**PROBLEM REQUIREMENTS**
Reproduce the data starting at the line that contains "1. Examine the image above and locate the blue-grey" and ending at the end of the data, switching "open mouth" to "gaping mouth" and changing nothing else. Return only those lines, and leave out the pictures.

**DATA SHOWN**
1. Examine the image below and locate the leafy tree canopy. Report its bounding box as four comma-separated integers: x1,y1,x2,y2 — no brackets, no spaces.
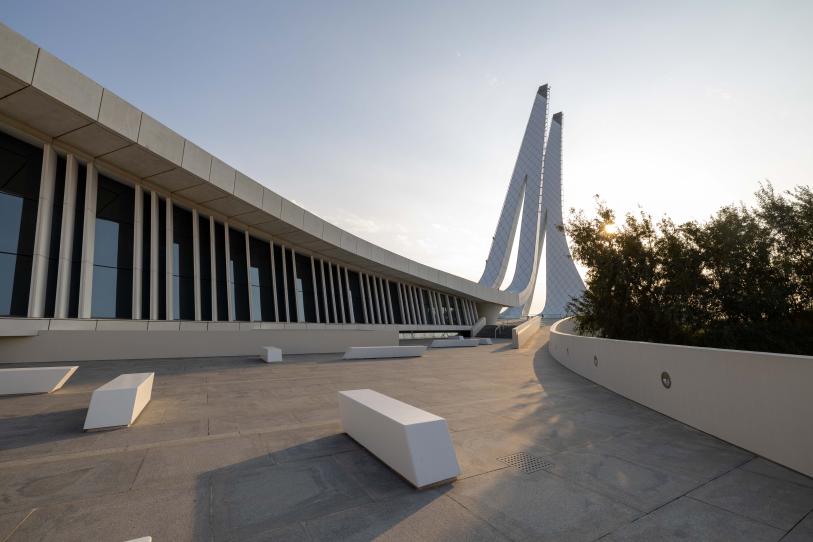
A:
567,183,813,355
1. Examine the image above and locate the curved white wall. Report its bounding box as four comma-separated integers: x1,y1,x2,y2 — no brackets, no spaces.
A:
549,320,813,476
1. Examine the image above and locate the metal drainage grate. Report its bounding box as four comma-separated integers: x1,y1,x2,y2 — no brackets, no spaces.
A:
497,452,553,474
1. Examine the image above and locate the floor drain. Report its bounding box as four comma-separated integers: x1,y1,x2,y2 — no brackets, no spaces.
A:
497,452,553,474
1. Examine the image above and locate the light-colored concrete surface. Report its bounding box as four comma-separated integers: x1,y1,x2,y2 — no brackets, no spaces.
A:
550,320,813,475
0,366,78,395
338,389,460,488
0,328,813,542
84,373,155,431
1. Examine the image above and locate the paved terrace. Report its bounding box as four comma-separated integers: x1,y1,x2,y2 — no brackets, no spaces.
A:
0,332,813,542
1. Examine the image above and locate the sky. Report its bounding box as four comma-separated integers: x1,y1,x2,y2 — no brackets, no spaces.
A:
0,0,813,310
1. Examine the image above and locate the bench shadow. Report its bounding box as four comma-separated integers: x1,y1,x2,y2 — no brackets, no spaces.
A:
194,433,450,541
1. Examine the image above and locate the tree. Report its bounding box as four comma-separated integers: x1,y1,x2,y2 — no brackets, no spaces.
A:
568,184,813,360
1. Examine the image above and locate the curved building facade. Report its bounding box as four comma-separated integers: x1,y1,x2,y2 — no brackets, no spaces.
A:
0,25,518,361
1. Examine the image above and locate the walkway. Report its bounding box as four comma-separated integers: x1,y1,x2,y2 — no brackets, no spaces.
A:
0,331,813,542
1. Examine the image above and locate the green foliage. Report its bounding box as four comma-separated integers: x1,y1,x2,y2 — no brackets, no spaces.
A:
567,184,813,355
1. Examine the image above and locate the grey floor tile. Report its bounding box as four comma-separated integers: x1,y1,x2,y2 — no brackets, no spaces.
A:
740,457,813,487
449,469,640,541
0,451,146,512
602,497,785,542
782,511,813,542
305,490,508,542
9,487,210,542
689,469,813,530
211,457,371,540
548,449,699,512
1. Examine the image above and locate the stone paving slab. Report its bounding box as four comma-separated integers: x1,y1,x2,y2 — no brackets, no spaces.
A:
603,497,785,542
689,469,813,530
0,331,813,542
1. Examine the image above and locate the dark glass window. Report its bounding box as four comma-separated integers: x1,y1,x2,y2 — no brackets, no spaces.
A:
296,254,316,322
198,215,212,320
172,205,195,320
90,175,135,318
68,164,87,318
215,222,229,321
158,198,167,320
141,190,152,320
389,282,404,324
43,156,66,318
347,270,365,324
313,260,330,324
248,237,276,322
274,244,290,322
229,228,251,322
0,133,42,316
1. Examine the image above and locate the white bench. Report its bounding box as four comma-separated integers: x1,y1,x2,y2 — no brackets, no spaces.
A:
342,345,426,359
85,373,155,431
0,366,79,395
339,390,460,489
432,337,480,348
260,346,282,363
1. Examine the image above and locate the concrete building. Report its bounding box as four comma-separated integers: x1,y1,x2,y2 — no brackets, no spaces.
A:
0,25,519,361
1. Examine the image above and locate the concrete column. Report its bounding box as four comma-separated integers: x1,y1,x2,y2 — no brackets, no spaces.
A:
417,288,429,325
384,280,395,324
192,208,202,321
131,184,144,320
164,198,175,320
268,241,280,322
243,231,252,322
344,267,356,324
150,192,161,320
209,216,217,322
398,284,412,324
427,290,438,326
358,272,370,324
404,284,418,325
280,245,291,322
319,260,330,324
327,262,339,324
223,222,235,322
79,162,99,318
395,282,406,324
54,154,81,318
291,249,305,322
28,143,56,318
311,256,318,323
367,275,383,324
378,277,393,324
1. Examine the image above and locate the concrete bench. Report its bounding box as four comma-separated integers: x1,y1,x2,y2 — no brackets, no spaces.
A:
339,390,460,489
0,366,79,395
342,345,426,359
260,346,282,363
431,337,480,348
85,373,155,431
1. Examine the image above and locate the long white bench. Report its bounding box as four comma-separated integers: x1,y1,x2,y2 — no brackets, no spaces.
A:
0,366,79,395
260,346,282,363
342,345,426,359
432,338,480,348
85,373,155,431
339,389,460,489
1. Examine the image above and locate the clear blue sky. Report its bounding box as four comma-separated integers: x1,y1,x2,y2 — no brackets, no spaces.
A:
0,0,813,312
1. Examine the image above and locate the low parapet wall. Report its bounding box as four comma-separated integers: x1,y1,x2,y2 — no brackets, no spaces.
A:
0,329,398,363
511,316,542,348
549,320,813,476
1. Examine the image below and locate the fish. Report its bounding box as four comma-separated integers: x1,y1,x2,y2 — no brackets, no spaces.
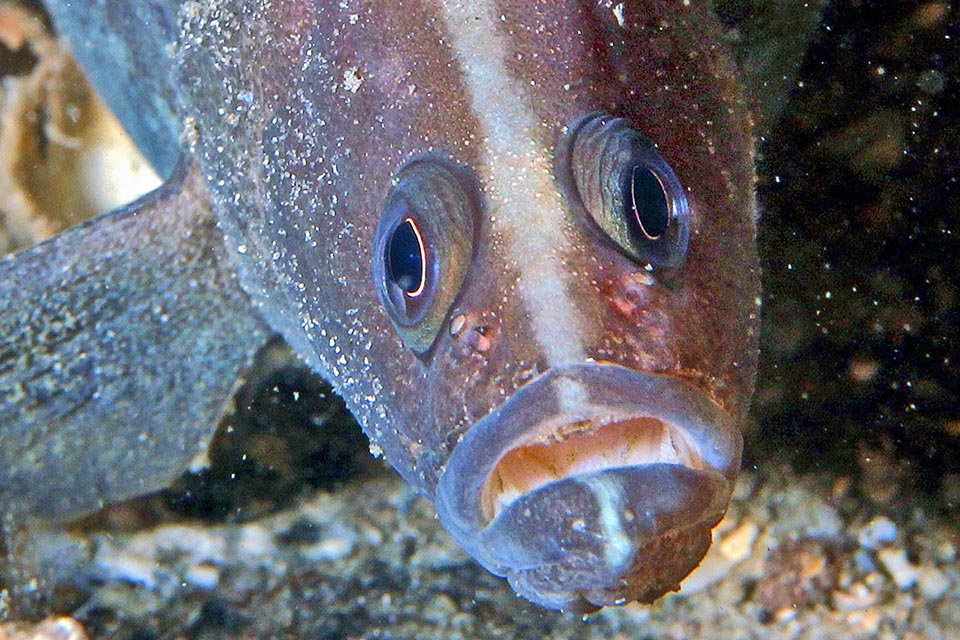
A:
0,0,760,612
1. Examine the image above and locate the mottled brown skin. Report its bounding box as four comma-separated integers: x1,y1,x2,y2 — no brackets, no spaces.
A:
174,1,759,602
5,0,759,609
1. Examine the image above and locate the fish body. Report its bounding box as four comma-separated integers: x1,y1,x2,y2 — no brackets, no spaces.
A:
3,0,759,610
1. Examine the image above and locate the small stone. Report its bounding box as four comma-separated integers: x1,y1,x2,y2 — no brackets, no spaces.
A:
720,522,760,563
833,582,878,611
183,563,220,590
917,567,950,600
857,516,897,549
0,617,87,640
303,536,353,562
877,548,920,591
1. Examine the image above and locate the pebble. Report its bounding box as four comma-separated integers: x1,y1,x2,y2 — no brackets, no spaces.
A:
0,617,87,640
857,516,897,549
917,567,950,600
877,547,920,591
183,563,220,590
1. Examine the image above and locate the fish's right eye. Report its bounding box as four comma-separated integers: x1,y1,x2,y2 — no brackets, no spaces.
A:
373,158,478,355
566,112,690,267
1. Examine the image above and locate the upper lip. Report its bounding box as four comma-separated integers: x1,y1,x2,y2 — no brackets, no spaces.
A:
436,362,742,575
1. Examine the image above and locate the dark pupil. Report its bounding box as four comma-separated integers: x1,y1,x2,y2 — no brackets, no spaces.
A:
387,218,424,293
623,165,670,240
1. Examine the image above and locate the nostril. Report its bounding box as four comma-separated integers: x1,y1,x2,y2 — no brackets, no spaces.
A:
450,313,497,355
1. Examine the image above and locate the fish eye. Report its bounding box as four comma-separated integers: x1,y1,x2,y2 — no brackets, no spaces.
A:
373,158,478,355
558,112,690,267
383,216,429,298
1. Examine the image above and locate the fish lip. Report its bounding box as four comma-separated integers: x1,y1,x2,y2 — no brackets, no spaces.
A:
436,362,742,608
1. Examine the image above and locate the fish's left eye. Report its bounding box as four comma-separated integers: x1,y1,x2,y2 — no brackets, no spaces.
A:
558,112,690,267
373,158,478,355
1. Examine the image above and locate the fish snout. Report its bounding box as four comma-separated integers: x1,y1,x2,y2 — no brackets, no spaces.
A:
436,363,742,611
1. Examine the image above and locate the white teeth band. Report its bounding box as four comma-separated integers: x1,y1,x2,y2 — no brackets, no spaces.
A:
481,418,703,521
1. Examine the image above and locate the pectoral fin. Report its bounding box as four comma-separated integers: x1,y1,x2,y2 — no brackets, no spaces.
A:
0,162,271,519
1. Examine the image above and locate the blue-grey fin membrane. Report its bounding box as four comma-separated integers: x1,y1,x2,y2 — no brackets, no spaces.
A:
0,159,272,520
43,0,182,179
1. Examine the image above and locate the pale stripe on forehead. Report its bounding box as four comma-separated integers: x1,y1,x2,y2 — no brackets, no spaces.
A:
439,0,586,376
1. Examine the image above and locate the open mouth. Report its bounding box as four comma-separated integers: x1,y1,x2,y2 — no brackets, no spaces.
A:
435,363,742,611
481,417,703,521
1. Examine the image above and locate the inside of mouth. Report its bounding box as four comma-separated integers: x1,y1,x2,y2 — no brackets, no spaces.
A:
481,418,703,522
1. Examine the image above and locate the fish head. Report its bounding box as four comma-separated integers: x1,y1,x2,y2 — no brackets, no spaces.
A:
180,0,759,610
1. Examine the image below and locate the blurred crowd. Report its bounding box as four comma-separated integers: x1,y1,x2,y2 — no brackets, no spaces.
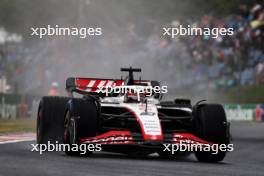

**RESULT OF THE EXERCISE**
1. Examine the image above and locate the blue-grey fin membrane. Report its bounding box as four comma-separated integers: x1,y1,x2,y2 — no brackets, no spaces.
A:
0,159,272,520
43,0,182,179
1. Examine the image above and locate the pale stripe on forehead. Report its bounding box as four comma-separated integers: x1,y1,x2,y2 — no brackets, no spaces.
A:
439,0,586,376
1. Examine the image above and locate the gaping mouth. Report its bounding box as four comma-separated integers: x1,y1,x2,y2 — no brackets, no spaces.
A:
435,363,742,611
481,417,703,521
1. Examine the image above and locate the inside of mouth. Report its bounding box as four comma-separated integers: x1,y1,x2,y2 — no brackets, no spaces.
A:
481,418,703,522
1. Examine the image above and locate the fish head. Report its bounding box as four comma-separated integers: x1,y1,x2,y2 — no brackets, no spaces.
A:
180,0,759,610
1. Examine the image below and locate the blurred crowd. Report its bounding box as four comma-separated integers: x1,y1,x2,y2 — no brackets, no spaces.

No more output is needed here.